Location identification entries.
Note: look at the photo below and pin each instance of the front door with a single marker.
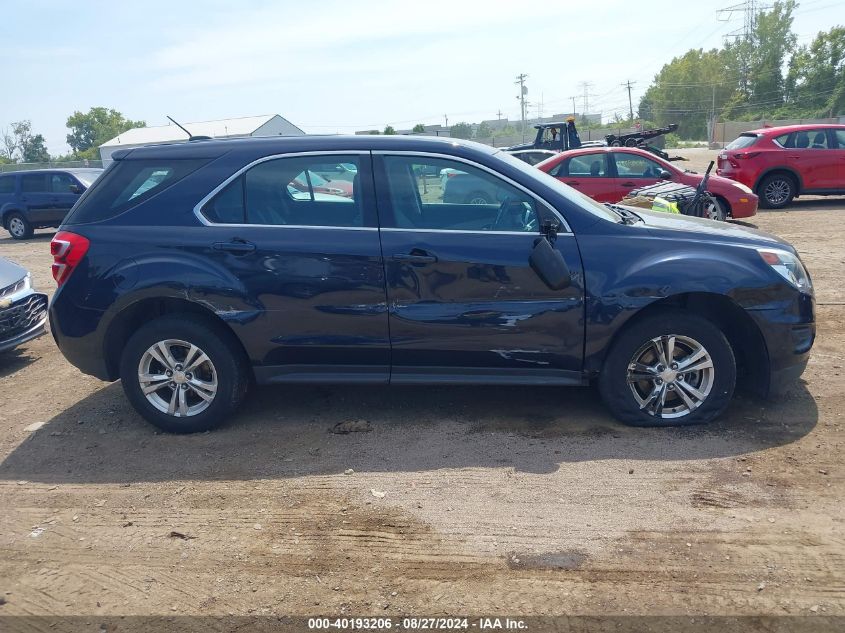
(63, 198)
(590, 174)
(37, 197)
(311, 263)
(465, 305)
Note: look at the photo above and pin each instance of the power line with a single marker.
(627, 86)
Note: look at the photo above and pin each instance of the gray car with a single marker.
(23, 312)
(40, 198)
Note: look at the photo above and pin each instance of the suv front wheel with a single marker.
(19, 227)
(776, 191)
(670, 368)
(182, 375)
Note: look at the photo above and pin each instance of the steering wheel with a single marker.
(507, 214)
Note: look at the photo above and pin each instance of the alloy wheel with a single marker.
(671, 376)
(17, 227)
(777, 191)
(177, 378)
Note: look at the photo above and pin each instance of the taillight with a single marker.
(67, 250)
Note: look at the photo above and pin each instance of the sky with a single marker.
(340, 66)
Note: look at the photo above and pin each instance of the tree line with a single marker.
(765, 75)
(88, 130)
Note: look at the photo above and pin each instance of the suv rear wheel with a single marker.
(182, 375)
(776, 190)
(19, 227)
(671, 368)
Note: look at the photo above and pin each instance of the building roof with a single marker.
(223, 128)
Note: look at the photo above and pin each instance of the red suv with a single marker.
(780, 163)
(607, 174)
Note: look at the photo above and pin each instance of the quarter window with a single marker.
(633, 166)
(433, 193)
(34, 183)
(289, 191)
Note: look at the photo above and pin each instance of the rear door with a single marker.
(36, 196)
(812, 157)
(838, 137)
(634, 171)
(590, 174)
(465, 305)
(311, 262)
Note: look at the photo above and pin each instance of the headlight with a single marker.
(787, 266)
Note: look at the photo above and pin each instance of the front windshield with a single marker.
(87, 178)
(575, 197)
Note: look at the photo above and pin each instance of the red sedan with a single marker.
(607, 174)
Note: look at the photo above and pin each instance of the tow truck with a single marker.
(560, 136)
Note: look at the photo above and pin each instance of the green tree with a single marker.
(461, 130)
(20, 144)
(815, 83)
(89, 130)
(483, 131)
(772, 40)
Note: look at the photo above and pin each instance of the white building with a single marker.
(265, 125)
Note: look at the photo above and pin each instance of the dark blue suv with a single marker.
(190, 271)
(40, 198)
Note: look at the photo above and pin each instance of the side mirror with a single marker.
(548, 263)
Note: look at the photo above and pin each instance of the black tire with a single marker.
(619, 396)
(18, 226)
(776, 191)
(227, 362)
(477, 197)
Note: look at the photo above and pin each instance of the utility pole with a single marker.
(586, 85)
(627, 85)
(750, 10)
(520, 81)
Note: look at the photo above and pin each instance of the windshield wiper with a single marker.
(628, 217)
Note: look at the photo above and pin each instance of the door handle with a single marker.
(416, 256)
(236, 246)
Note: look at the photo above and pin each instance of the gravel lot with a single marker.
(512, 501)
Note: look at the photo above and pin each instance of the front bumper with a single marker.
(789, 336)
(23, 320)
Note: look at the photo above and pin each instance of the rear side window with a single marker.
(127, 183)
(290, 191)
(61, 183)
(34, 183)
(743, 141)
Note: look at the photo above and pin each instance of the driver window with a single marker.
(635, 166)
(453, 196)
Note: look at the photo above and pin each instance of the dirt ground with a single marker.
(458, 500)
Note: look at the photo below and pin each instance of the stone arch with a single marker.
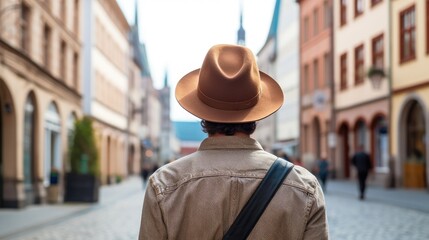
(344, 148)
(413, 144)
(8, 144)
(52, 140)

Task objective. Please write out the data above again, substituting "with one dot" for every occurrence of "with a single marker" and changing nothing else. Leave the pictures out.

Response below.
Note: look at the photo below and pin each instance of the front door with one dot.
(63, 198)
(590, 174)
(37, 197)
(311, 263)
(465, 305)
Note: look at the photo above and pin each instance of the power line with one dot.
(627, 86)
Note: look at the photo above and pin each instance of the gray car with one dot.
(23, 312)
(40, 198)
Note: look at the photo above and pin each instance of the suv front wheel with one dot.
(19, 227)
(776, 191)
(670, 368)
(182, 375)
Note: look at the photo above and pin each instance of the steering wheel with one dot.
(507, 214)
Note: look at the photo above and pin each instance of the alloy wheel with one dot.
(671, 376)
(17, 227)
(777, 191)
(177, 378)
Note: look at the photo above and pin each instance of the taillight with one dot.
(67, 250)
Note: look at the photo above and pin each instance of the sky with one dot.
(340, 66)
Note: look at the photo above and pin each instance of the tree line with one dot.
(765, 75)
(88, 130)
Note: look at the photo above and pin each instance of the suv rear wheel with one dot.
(182, 375)
(776, 190)
(19, 227)
(671, 368)
Note: look at the photo above and pin each instance of the building roof with one dot.
(223, 128)
Note: look at the photo above and pin each instance of the red suv with one dot.
(780, 163)
(607, 174)
Note: look at the photo above and pin each instance of the quarter window with one dot.
(633, 166)
(433, 193)
(34, 183)
(289, 191)
Note: look at the photo above and pin each instance of the rear door with one dot.
(36, 196)
(812, 157)
(838, 137)
(634, 171)
(590, 174)
(465, 305)
(311, 262)
Note: look at the photo above and pin each instance of the headlight with one dot.
(787, 266)
Note: look at the photo above and pin each instance of the front windshield with one dot.
(87, 178)
(575, 197)
Note: look at the photo above and pin each instance of the red sedan with one dot.
(607, 174)
Note: look at the photo above and pin each instance of the tow truck with one dot.
(560, 136)
Note: look at the photo above and pin each instance of the green tree with one dot.
(461, 130)
(20, 144)
(815, 83)
(89, 130)
(483, 131)
(772, 40)
Note: look at the photo above and pin each instance of the white building with one dot.
(265, 125)
Note: look at the photo above and pin each instance of the dark blue suv with one dot.
(190, 271)
(40, 198)
Note: look at the photo above and pin each instance of the side mirror with one dot.
(548, 263)
Note: look at the photo above and pin each instance of the black tire with one dot.
(619, 396)
(18, 226)
(776, 191)
(227, 362)
(477, 197)
Note: look at the photo above and pin each instance of the utility pole with one dot.
(586, 85)
(627, 85)
(750, 10)
(520, 81)
Note: look at the photo above and pin each instance of the windshield wiper with one dot.
(628, 217)
Note: look at the photo above and pin each instance of the door handle with one dot.
(416, 256)
(236, 246)
Note: look at the photo above and pin each instance of the gravel lot with one dot.
(512, 501)
Note: look at the photo above and pin each instance of the front bumper with one dot.
(789, 336)
(23, 320)
Note: look at the photo above and pin each instance of the rear side window with one dot.
(127, 183)
(290, 191)
(61, 183)
(34, 183)
(743, 141)
Note: look at the photo above and pin each instance of the driver window with one dot.
(635, 166)
(453, 196)
Note: look at the photo above and pin each instance of the dirt ground with one dot.
(458, 500)
Note: look at the photo below and pin each instance of the stone arch with one dot.
(344, 148)
(413, 144)
(8, 144)
(52, 140)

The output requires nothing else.